# REQUIREMENT
Give the entries below again exactly. Their pictures are not needed.

═══ EXERCISE DATA ═══

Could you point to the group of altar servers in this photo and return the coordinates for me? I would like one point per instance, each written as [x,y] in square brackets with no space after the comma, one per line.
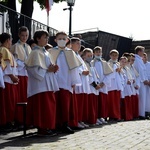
[65,87]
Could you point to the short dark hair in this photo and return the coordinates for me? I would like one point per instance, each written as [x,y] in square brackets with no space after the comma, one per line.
[82,48]
[22,29]
[61,33]
[74,39]
[31,41]
[4,36]
[97,48]
[38,34]
[87,50]
[132,55]
[138,49]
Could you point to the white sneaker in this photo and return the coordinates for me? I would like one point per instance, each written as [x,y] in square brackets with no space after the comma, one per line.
[80,125]
[98,122]
[103,121]
[85,125]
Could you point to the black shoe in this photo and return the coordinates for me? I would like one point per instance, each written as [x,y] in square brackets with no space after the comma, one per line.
[46,132]
[67,129]
[141,118]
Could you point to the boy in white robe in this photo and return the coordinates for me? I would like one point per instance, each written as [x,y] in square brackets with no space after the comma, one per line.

═══

# SOLUTION
Could you point to the group of altar servers in this photo and return the coordinates for me? I would like one point per instance, each written as [x,y] in square brackets with no space after the comma, one per line.
[65,87]
Could you point to the short dark hair in this photo and return the coordinates for me? I would like one point per instance, each written as [x,y] in square brackets with no space after the comma, one per line.
[82,48]
[22,29]
[61,33]
[74,39]
[31,41]
[4,36]
[97,48]
[38,34]
[87,50]
[132,55]
[138,49]
Could you point to the white sneaker in this photo and return the coordinates for me? I would like one point per instance, each written as [x,y] in square brackets with no space after the comma, one per line.
[80,125]
[98,122]
[103,121]
[85,125]
Could you point to the black shoe in this photo and return the coordinates for me? I would like one point per instance, each written as [x,y] in square brackets with no space after the comma, one per line.
[46,132]
[67,129]
[141,118]
Could you point to the boy in white robe in this photo and return the coordinates for me? I would like one point per instance, each written as [x,y] in square brackets with no space after the comma, one per line.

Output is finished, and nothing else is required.